**CONSIGNE A**
Pour chacune des affirmations (i), (ii) et (iii), indique si elle s'accorde avec le texte sur les romans de Claudie Hunzinger en répondant oui ou non, puis cite mot pour mot le passage qui tranche.
(i) La jeune chienne qui accompagne la romancière s'appelle « Yes ».
(ii) Le texte se dit capable de faire un bilan.
(iii) La lecture de ces romans est comparée à l'attente d'un chien à table.
**CONSIGNE B**
Prolonge le texte sur les romans de Claudie Hunzinger à la suite de sa dernière phrase.

Dans ses romans, Claudie Hunzinger m'a rendu capable avec sensualité et poésie à percevoir le sifflet des oiseaux dans les cimes, à écouter bruisser les feuilles des arbres, à saisir les plaintes du vent, à pactiser avec un âne aimable, à voir un cerf autrement.
Comment ne pas être ensorcelé ?
Je suis comme un chien à sa table, j'attends qu'elle me jette ses mots en pâture pour m'en délecter, m'en réconforter, m'alerter aussi, jamais rassasié.
Je ne suis plus là, je suis dans ses pas, dans mes brodequins boueux à arpenter le terroir autant que le territoire avec « Yes » sa jeune chienne qui l'accompagne et qu'elle aime à l'égal de son compagnon aigri de la vie bafouillant qu'on lui foute la paix.

Je n'ai pas les compétences pour faire un quelconque bilan. « Il disait qu'on s'habituait tranquillement, voilà tout. Qu'on s'habituerait au pire. Qu'on allait tranquillement banaliser l'insoutenable. »

**DONNÉES FOURNIES**

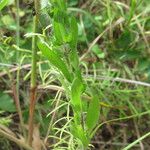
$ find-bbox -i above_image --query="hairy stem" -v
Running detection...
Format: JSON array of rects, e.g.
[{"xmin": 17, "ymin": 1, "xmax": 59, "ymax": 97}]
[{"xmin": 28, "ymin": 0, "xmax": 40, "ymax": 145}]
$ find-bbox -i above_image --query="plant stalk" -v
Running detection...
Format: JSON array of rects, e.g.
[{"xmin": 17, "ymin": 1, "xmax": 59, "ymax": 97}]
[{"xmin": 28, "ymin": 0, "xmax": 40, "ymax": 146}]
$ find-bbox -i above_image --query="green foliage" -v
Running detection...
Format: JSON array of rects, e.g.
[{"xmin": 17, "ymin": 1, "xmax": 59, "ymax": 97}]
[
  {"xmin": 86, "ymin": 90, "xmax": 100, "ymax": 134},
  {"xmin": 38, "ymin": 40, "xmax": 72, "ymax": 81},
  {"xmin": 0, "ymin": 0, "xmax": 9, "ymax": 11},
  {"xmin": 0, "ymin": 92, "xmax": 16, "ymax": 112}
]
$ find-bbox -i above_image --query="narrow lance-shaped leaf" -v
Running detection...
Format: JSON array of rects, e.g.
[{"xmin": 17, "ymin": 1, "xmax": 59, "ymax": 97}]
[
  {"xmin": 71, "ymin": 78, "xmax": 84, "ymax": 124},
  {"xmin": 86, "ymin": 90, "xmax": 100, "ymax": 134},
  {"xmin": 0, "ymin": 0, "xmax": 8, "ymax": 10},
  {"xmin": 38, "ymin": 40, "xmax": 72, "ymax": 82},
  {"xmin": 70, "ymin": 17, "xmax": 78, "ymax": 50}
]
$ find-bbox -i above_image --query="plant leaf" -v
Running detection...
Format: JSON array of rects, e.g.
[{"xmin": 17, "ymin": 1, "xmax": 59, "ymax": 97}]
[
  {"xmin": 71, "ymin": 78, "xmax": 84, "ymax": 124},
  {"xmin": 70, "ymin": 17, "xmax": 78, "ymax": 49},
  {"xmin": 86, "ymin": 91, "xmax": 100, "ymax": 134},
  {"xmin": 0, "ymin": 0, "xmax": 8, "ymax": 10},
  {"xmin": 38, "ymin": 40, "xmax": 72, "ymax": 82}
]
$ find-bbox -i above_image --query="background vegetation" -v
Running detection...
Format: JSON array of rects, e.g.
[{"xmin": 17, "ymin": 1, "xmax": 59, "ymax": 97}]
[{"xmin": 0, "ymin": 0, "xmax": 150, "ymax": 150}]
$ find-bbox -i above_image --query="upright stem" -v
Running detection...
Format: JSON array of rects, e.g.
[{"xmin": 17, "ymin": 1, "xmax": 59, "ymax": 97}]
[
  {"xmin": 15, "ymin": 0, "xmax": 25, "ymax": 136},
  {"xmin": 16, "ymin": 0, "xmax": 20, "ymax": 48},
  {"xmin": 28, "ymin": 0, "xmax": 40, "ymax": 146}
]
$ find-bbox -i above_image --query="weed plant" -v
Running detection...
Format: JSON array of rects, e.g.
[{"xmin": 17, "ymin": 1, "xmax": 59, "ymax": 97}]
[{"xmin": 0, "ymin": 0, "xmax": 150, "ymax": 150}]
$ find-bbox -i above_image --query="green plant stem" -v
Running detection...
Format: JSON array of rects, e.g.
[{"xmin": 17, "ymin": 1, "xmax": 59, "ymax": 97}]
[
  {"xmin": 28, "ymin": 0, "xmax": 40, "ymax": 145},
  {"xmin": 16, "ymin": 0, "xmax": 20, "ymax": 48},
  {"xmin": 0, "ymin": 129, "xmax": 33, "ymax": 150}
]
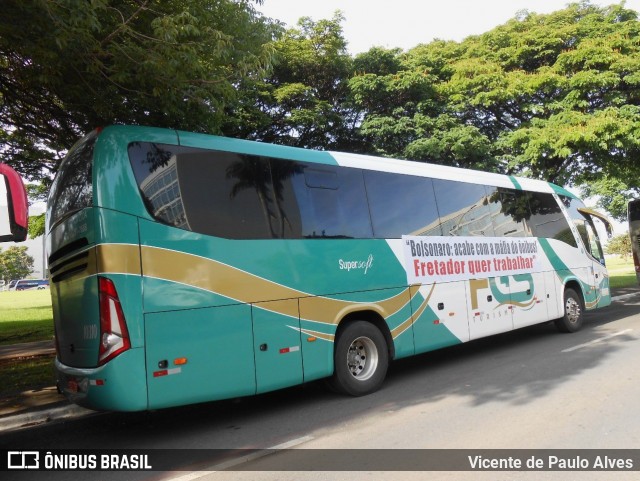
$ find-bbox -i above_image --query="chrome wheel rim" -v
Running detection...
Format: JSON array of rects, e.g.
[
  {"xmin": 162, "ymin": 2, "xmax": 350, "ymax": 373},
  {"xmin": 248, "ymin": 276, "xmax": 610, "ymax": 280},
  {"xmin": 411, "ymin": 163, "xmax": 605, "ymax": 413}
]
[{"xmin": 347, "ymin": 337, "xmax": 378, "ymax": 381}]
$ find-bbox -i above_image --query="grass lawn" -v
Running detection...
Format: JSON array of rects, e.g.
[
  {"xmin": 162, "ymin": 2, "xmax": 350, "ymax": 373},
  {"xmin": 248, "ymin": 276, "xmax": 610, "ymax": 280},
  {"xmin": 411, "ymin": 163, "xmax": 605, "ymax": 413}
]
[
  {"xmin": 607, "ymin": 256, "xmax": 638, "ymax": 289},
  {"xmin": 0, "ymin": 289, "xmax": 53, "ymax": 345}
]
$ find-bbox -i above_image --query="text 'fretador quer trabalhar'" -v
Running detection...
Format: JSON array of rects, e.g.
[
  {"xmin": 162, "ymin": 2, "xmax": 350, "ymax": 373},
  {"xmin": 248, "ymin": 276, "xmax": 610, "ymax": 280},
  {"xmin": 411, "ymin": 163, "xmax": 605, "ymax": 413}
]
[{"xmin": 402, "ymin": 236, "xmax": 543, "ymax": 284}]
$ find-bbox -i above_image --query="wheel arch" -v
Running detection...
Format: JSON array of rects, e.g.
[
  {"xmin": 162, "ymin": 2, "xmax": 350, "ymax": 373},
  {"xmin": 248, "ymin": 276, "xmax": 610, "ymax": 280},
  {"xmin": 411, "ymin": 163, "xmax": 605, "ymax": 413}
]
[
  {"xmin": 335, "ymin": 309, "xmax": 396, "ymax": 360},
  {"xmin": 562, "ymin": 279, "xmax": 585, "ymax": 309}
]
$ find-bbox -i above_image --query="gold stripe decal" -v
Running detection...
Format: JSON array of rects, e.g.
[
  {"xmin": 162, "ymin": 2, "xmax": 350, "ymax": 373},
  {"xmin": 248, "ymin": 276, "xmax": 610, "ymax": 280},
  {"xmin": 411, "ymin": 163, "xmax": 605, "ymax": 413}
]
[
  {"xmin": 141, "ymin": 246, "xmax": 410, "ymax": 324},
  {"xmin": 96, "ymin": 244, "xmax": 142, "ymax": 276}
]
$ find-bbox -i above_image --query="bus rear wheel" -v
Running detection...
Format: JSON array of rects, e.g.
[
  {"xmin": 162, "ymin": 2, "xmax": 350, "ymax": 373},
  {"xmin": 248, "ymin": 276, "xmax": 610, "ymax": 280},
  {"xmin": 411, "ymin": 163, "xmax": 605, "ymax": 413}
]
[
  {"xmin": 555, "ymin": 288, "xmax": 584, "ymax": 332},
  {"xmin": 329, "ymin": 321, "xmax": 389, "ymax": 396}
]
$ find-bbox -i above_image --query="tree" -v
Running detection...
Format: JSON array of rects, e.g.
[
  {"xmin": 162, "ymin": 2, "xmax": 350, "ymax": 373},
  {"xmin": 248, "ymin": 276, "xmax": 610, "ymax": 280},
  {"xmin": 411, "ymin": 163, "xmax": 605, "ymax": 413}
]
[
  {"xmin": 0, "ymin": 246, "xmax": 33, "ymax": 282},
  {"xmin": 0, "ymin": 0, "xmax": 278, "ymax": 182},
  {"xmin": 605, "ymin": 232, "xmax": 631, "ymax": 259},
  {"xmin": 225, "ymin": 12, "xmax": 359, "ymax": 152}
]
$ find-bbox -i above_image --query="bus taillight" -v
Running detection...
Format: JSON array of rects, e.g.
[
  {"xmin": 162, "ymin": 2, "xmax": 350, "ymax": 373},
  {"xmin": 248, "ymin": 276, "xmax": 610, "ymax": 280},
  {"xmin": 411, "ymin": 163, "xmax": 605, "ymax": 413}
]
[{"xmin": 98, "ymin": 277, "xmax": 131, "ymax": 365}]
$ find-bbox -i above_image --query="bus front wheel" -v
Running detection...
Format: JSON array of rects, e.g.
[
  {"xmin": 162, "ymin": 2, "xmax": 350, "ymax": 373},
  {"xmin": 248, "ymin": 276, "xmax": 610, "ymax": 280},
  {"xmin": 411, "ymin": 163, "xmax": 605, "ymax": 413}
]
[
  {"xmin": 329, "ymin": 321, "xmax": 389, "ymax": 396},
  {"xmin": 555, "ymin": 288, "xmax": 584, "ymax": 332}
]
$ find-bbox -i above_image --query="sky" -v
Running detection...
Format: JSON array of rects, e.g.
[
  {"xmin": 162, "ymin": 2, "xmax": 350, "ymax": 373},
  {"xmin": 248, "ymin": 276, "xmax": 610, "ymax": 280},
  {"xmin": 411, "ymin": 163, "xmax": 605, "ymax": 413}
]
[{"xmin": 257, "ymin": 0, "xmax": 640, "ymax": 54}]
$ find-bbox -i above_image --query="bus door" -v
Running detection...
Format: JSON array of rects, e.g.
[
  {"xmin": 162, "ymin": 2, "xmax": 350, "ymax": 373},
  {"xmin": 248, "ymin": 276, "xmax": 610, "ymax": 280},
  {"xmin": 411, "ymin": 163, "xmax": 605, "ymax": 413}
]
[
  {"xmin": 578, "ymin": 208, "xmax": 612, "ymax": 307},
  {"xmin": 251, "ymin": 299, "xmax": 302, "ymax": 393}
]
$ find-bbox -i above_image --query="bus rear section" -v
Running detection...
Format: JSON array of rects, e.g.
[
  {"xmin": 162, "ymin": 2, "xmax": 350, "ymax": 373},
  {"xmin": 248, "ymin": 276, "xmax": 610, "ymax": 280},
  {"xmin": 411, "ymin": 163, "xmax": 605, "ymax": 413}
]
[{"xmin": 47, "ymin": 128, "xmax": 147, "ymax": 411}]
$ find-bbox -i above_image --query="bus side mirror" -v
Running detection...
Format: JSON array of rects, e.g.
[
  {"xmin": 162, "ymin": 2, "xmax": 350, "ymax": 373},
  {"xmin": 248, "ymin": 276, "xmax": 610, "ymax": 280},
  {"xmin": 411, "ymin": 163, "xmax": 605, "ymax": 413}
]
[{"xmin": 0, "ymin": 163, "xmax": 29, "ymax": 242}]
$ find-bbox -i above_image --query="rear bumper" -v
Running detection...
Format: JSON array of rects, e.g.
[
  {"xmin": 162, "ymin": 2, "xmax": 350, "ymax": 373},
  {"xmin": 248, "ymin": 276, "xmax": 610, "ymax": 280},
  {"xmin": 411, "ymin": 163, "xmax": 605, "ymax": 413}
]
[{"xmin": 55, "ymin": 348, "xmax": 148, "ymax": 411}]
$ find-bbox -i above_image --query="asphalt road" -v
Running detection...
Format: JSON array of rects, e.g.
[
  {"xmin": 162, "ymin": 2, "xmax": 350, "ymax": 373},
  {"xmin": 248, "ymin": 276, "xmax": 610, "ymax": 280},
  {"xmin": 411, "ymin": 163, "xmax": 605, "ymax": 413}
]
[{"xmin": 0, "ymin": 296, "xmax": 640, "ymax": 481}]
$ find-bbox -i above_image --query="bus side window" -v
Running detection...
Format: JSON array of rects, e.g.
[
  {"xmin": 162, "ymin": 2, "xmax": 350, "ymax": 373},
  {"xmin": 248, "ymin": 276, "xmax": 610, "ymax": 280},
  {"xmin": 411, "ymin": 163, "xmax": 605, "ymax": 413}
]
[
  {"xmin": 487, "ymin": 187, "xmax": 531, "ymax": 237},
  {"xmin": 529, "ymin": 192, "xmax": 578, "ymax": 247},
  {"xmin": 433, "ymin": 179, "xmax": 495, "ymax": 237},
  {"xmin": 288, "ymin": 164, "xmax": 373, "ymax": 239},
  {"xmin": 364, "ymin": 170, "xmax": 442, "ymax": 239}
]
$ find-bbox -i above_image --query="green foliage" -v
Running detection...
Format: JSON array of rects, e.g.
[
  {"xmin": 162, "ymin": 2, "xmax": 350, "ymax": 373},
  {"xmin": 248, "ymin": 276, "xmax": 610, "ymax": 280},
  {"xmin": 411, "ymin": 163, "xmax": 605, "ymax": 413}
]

**RÉPONSE A**
(i) Oui : « avec « Yes » sa jeune chienne qui l'accompagne »
(ii) Non : « Je n'ai pas les compétences pour faire un quelconque bilan. »
(iii) Oui : « Je suis comme un chien à sa table, j'attends qu'elle me jette ses mots en pâture »

**RÉPONSE B**
Je n'imagine pas ma part de responsabilités mais je suis conscient du dégât accompli et de l'immense tâche à effectuer pour soigner ce qu'il est encore possible de sauver.
« Mais je le répète, le monde ne s'était pas écroulé. Juste un peu plus que la veille et c'est un fait qu'on ne lui appartenait déjà plus. »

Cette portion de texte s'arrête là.